Texto citado –
───

# Amplificador Continental CA 1060



## lutiky (Ene 10, 2010)

hola amigos foristas me regalaron este amplificador que le falta le etapa amplificadora mi problema es que amplificador puedo llegar a poner ya que el tema mucho no lo conozco tiene dos trafo el negro al medirlo me da 34v (+17 -17) y el pequeño es de 12 creo que ese es para alimentar la etapa ecualizadora  he visto varios amplificadores y he buscado el diagrama (el cual no encuentro) si me pueden orientar un poco se los  mucho les dejo unas fotos y algo mas detallado que encontre en mercado libre gracias.
P.D: si las fotos no son buenas les pido disculpas es que preste la camara .
_Buscar en Mercadolibre: MLA-68769023-amplificador-continental-ca-1060-phono-2-salidas-a-b-_JM_


----------



## Dr. Zoidberg (Ene 10, 2010)

No dice nada de cuanta potencia entrega ese amplificador, pero a juzgar por la fuente, no debe ser mucha (40+40 watts a lo sumo).
Si no querés complicarte la vida, armá dos amplificadores con el TDA2040 o 2050 en puente, que vas a conseguir esa potencia (40W por cada uno), y no tiene ajustes ni nada...lo ponés y anda.

───

[Extracto de un conjunto de datos]
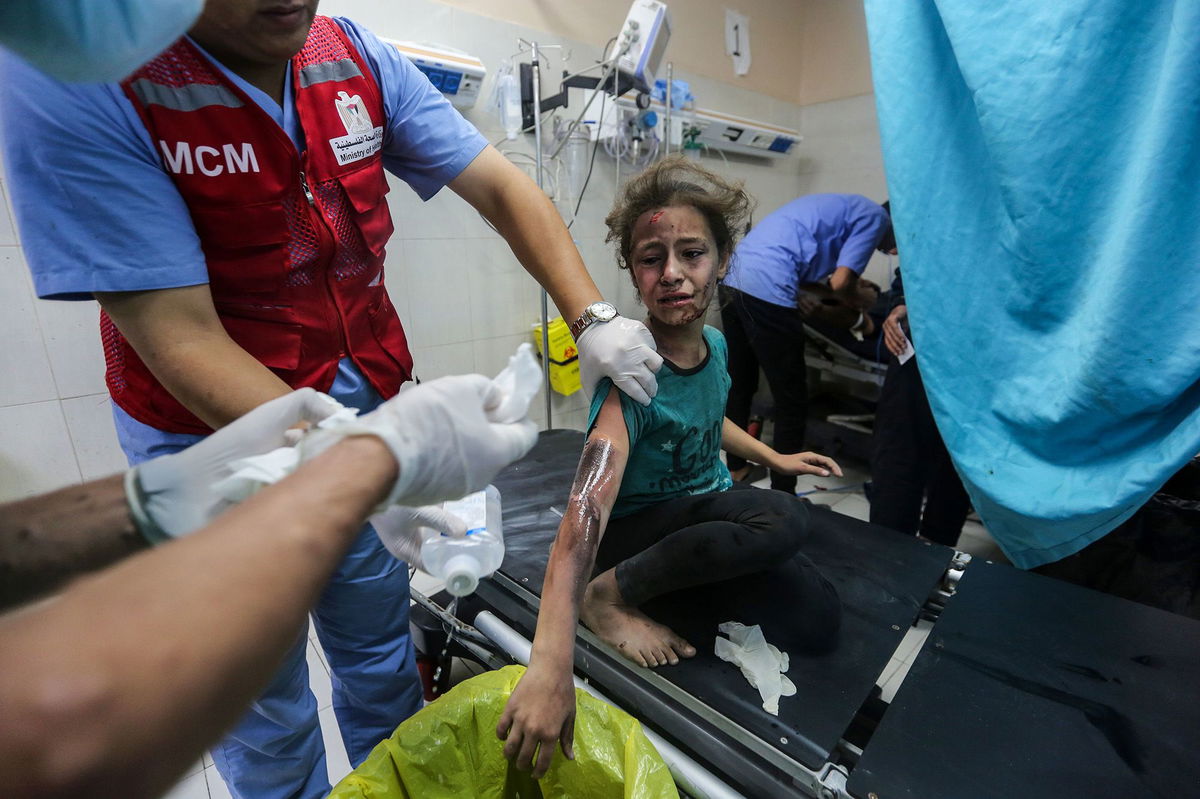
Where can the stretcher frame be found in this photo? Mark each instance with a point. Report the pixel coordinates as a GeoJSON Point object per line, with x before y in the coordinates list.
{"type": "Point", "coordinates": [745, 763]}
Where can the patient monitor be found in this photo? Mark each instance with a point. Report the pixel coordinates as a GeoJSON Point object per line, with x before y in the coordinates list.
{"type": "Point", "coordinates": [646, 32]}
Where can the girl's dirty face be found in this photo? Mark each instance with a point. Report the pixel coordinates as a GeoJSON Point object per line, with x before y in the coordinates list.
{"type": "Point", "coordinates": [676, 264]}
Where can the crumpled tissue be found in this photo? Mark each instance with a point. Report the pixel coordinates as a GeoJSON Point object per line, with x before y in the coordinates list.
{"type": "Point", "coordinates": [761, 664]}
{"type": "Point", "coordinates": [513, 390]}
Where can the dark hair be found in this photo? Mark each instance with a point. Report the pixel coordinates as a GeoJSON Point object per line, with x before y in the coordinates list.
{"type": "Point", "coordinates": [676, 181]}
{"type": "Point", "coordinates": [888, 241]}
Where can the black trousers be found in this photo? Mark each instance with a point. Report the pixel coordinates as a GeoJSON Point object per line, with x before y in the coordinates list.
{"type": "Point", "coordinates": [772, 337]}
{"type": "Point", "coordinates": [721, 538]}
{"type": "Point", "coordinates": [910, 463]}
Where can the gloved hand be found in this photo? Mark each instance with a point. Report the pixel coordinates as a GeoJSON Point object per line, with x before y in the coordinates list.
{"type": "Point", "coordinates": [445, 434]}
{"type": "Point", "coordinates": [173, 494]}
{"type": "Point", "coordinates": [623, 350]}
{"type": "Point", "coordinates": [402, 529]}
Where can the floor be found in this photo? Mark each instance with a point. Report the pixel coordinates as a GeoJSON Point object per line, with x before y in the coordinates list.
{"type": "Point", "coordinates": [843, 493]}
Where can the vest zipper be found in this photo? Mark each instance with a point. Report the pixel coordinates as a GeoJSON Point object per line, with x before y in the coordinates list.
{"type": "Point", "coordinates": [307, 192]}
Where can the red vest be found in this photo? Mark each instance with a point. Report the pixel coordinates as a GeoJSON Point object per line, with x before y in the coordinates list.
{"type": "Point", "coordinates": [294, 244]}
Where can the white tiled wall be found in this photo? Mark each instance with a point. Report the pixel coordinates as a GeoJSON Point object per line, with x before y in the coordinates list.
{"type": "Point", "coordinates": [465, 300]}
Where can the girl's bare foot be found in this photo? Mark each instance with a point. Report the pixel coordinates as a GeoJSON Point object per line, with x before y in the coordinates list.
{"type": "Point", "coordinates": [634, 634]}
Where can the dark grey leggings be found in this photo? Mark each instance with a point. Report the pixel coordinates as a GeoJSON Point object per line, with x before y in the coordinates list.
{"type": "Point", "coordinates": [719, 536]}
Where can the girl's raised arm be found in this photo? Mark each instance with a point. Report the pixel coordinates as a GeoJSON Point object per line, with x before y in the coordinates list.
{"type": "Point", "coordinates": [541, 710]}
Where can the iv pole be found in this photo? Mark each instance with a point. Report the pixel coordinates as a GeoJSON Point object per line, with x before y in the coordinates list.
{"type": "Point", "coordinates": [545, 296]}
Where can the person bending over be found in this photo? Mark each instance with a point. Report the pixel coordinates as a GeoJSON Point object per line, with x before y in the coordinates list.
{"type": "Point", "coordinates": [653, 509]}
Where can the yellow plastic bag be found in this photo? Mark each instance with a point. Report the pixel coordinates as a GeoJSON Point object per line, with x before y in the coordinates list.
{"type": "Point", "coordinates": [450, 749]}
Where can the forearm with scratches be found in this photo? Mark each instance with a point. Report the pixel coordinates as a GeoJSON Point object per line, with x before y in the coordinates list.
{"type": "Point", "coordinates": [593, 492]}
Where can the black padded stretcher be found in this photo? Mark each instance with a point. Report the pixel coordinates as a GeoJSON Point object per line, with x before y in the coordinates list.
{"type": "Point", "coordinates": [964, 722]}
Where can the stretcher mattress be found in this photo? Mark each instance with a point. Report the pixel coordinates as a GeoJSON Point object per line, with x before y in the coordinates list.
{"type": "Point", "coordinates": [1029, 686]}
{"type": "Point", "coordinates": [882, 577]}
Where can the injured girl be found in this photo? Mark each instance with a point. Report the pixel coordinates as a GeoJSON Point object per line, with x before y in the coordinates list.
{"type": "Point", "coordinates": [653, 509]}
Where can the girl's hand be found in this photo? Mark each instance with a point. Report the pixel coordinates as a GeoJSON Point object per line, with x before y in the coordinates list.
{"type": "Point", "coordinates": [807, 463]}
{"type": "Point", "coordinates": [539, 715]}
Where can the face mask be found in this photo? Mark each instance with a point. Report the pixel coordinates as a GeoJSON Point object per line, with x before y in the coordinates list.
{"type": "Point", "coordinates": [94, 41]}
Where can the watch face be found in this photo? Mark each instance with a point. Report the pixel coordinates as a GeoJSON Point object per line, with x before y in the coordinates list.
{"type": "Point", "coordinates": [603, 311]}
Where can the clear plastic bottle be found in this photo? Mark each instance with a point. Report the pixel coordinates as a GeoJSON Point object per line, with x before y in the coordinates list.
{"type": "Point", "coordinates": [463, 562]}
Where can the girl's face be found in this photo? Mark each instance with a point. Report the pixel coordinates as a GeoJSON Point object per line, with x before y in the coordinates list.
{"type": "Point", "coordinates": [675, 264]}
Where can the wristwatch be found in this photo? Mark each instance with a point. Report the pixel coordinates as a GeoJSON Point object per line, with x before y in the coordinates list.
{"type": "Point", "coordinates": [595, 312]}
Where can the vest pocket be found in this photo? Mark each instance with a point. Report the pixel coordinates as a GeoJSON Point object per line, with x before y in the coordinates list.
{"type": "Point", "coordinates": [273, 342]}
{"type": "Point", "coordinates": [366, 190]}
{"type": "Point", "coordinates": [246, 247]}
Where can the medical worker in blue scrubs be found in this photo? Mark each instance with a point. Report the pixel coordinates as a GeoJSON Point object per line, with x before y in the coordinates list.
{"type": "Point", "coordinates": [814, 239]}
{"type": "Point", "coordinates": [101, 216]}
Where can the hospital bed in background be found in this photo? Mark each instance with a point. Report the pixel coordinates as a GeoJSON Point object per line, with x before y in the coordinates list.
{"type": "Point", "coordinates": [845, 377]}
{"type": "Point", "coordinates": [1026, 686]}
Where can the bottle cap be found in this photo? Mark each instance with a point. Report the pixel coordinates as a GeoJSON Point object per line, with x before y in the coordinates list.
{"type": "Point", "coordinates": [462, 575]}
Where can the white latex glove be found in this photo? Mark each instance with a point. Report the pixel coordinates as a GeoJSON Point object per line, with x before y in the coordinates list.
{"type": "Point", "coordinates": [173, 494]}
{"type": "Point", "coordinates": [445, 434]}
{"type": "Point", "coordinates": [762, 664]}
{"type": "Point", "coordinates": [623, 350]}
{"type": "Point", "coordinates": [402, 529]}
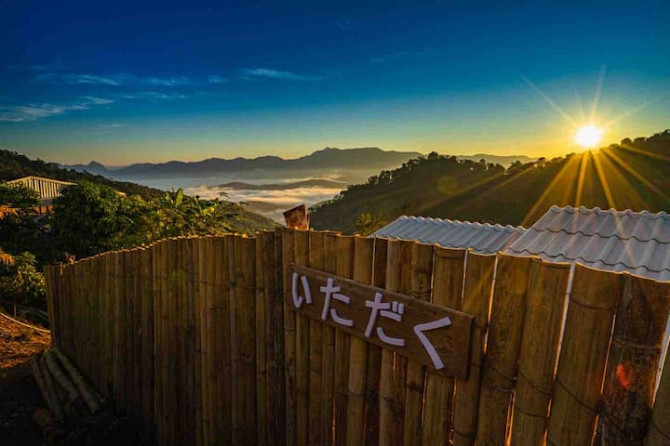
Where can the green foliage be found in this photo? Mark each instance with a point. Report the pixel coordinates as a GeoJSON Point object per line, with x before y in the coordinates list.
{"type": "Point", "coordinates": [89, 219]}
{"type": "Point", "coordinates": [19, 228]}
{"type": "Point", "coordinates": [367, 223]}
{"type": "Point", "coordinates": [18, 196]}
{"type": "Point", "coordinates": [21, 282]}
{"type": "Point", "coordinates": [14, 165]}
{"type": "Point", "coordinates": [630, 175]}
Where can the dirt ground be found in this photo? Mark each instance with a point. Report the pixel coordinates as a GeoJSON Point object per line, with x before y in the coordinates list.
{"type": "Point", "coordinates": [19, 395]}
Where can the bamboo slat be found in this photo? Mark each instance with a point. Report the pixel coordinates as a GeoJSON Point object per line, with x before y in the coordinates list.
{"type": "Point", "coordinates": [358, 356]}
{"type": "Point", "coordinates": [581, 364]}
{"type": "Point", "coordinates": [220, 332]}
{"type": "Point", "coordinates": [328, 353]}
{"type": "Point", "coordinates": [502, 352]}
{"type": "Point", "coordinates": [316, 261]}
{"type": "Point", "coordinates": [421, 288]}
{"type": "Point", "coordinates": [261, 339]}
{"type": "Point", "coordinates": [243, 343]}
{"type": "Point", "coordinates": [276, 379]}
{"type": "Point", "coordinates": [393, 368]}
{"type": "Point", "coordinates": [375, 354]}
{"type": "Point", "coordinates": [302, 332]}
{"type": "Point", "coordinates": [633, 360]}
{"type": "Point", "coordinates": [448, 270]}
{"type": "Point", "coordinates": [345, 268]}
{"type": "Point", "coordinates": [288, 256]}
{"type": "Point", "coordinates": [548, 285]}
{"type": "Point", "coordinates": [659, 425]}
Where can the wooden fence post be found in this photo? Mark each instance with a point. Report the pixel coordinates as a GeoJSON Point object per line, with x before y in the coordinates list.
{"type": "Point", "coordinates": [659, 425]}
{"type": "Point", "coordinates": [358, 355]}
{"type": "Point", "coordinates": [317, 255]}
{"type": "Point", "coordinates": [633, 360]}
{"type": "Point", "coordinates": [477, 292]}
{"type": "Point", "coordinates": [393, 368]}
{"type": "Point", "coordinates": [345, 268]}
{"type": "Point", "coordinates": [581, 364]}
{"type": "Point", "coordinates": [448, 275]}
{"type": "Point", "coordinates": [288, 256]}
{"type": "Point", "coordinates": [502, 352]}
{"type": "Point", "coordinates": [421, 288]}
{"type": "Point", "coordinates": [375, 353]}
{"type": "Point", "coordinates": [547, 289]}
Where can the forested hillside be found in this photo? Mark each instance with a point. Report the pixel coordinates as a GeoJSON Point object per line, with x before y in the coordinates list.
{"type": "Point", "coordinates": [634, 174]}
{"type": "Point", "coordinates": [14, 165]}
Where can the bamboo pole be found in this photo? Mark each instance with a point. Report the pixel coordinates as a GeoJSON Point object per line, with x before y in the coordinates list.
{"type": "Point", "coordinates": [659, 425]}
{"type": "Point", "coordinates": [302, 331]}
{"type": "Point", "coordinates": [581, 364]}
{"type": "Point", "coordinates": [190, 338]}
{"type": "Point", "coordinates": [262, 313]}
{"type": "Point", "coordinates": [344, 268]}
{"type": "Point", "coordinates": [633, 360]}
{"type": "Point", "coordinates": [374, 360]}
{"type": "Point", "coordinates": [288, 256]}
{"type": "Point", "coordinates": [504, 341]}
{"type": "Point", "coordinates": [547, 289]}
{"type": "Point", "coordinates": [328, 352]}
{"type": "Point", "coordinates": [316, 261]}
{"type": "Point", "coordinates": [393, 368]}
{"type": "Point", "coordinates": [159, 344]}
{"type": "Point", "coordinates": [220, 330]}
{"type": "Point", "coordinates": [147, 333]}
{"type": "Point", "coordinates": [448, 273]}
{"type": "Point", "coordinates": [277, 428]}
{"type": "Point", "coordinates": [422, 275]}
{"type": "Point", "coordinates": [358, 356]}
{"type": "Point", "coordinates": [242, 275]}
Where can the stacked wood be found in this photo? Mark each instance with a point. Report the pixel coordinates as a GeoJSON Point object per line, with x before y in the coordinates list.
{"type": "Point", "coordinates": [76, 413]}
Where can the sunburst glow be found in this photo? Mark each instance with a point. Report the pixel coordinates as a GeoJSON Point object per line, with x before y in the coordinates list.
{"type": "Point", "coordinates": [588, 136]}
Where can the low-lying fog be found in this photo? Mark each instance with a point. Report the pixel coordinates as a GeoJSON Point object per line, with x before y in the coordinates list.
{"type": "Point", "coordinates": [266, 196]}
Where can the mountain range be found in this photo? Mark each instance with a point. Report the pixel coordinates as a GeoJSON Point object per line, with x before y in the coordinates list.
{"type": "Point", "coordinates": [370, 159]}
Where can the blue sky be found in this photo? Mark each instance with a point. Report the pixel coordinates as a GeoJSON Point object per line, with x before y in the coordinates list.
{"type": "Point", "coordinates": [123, 82]}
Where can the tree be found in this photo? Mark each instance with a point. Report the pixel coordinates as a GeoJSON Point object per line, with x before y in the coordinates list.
{"type": "Point", "coordinates": [89, 219]}
{"type": "Point", "coordinates": [21, 282]}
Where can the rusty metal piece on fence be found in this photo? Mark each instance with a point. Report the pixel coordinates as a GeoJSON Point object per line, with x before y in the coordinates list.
{"type": "Point", "coordinates": [434, 336]}
{"type": "Point", "coordinates": [297, 218]}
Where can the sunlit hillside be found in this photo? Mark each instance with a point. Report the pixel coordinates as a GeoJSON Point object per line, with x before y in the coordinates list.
{"type": "Point", "coordinates": [634, 174]}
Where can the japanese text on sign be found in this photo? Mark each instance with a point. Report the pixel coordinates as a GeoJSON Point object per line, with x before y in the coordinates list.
{"type": "Point", "coordinates": [435, 336]}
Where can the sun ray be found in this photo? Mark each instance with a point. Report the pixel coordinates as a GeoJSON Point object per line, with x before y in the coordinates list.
{"type": "Point", "coordinates": [596, 99]}
{"type": "Point", "coordinates": [585, 157]}
{"type": "Point", "coordinates": [645, 152]}
{"type": "Point", "coordinates": [558, 178]}
{"type": "Point", "coordinates": [603, 181]}
{"type": "Point", "coordinates": [548, 100]}
{"type": "Point", "coordinates": [628, 168]}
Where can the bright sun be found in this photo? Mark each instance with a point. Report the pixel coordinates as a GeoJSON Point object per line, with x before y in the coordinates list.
{"type": "Point", "coordinates": [588, 136]}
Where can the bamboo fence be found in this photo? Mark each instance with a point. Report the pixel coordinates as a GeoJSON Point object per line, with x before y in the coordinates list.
{"type": "Point", "coordinates": [194, 337]}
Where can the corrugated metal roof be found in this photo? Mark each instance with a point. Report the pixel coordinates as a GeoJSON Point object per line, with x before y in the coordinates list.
{"type": "Point", "coordinates": [637, 242]}
{"type": "Point", "coordinates": [482, 238]}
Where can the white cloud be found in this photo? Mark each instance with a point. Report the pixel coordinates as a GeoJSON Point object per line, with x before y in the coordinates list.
{"type": "Point", "coordinates": [214, 79]}
{"type": "Point", "coordinates": [33, 112]}
{"type": "Point", "coordinates": [268, 73]}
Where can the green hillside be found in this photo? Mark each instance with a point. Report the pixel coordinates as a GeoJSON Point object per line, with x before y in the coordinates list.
{"type": "Point", "coordinates": [634, 174]}
{"type": "Point", "coordinates": [14, 165]}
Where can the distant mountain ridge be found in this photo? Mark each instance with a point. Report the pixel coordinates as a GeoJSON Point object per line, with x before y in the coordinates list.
{"type": "Point", "coordinates": [333, 158]}
{"type": "Point", "coordinates": [328, 158]}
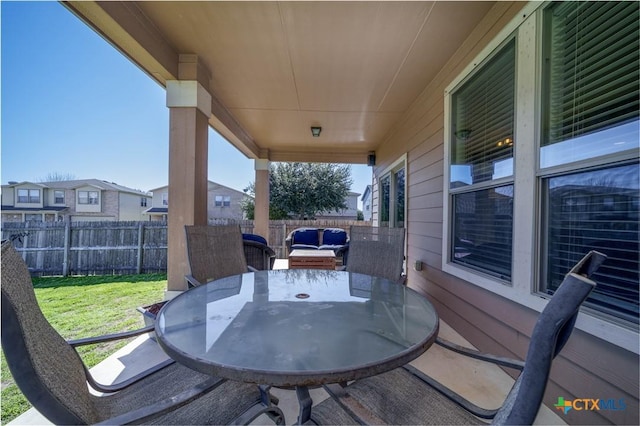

───

Tarea asignada 1 –
Según el hilo sobre el amplificador Continental CA 1060, ¿qué tensión marca el transformador negro al medirlo?
Tarea asignada 2 –
Identifica y copia cada línea del listado en la que aparezca la palabra "bottle", respetando mayúsculas y minúsculas.

Resultado obtenido 1 –
34 V (+17 −17).

Resultado obtenido 2 –
Where can the clear plastic bottle be found in this photo? Mark each instance with a point. Report the pixel coordinates as a GeoJSON Point object per line, with x before y in the coordinates list.
Where can the bottle cap be found in this photo? Mark each instance with a point. Report the pixel coordinates as a GeoJSON Point object per line, with x before y in the coordinates list.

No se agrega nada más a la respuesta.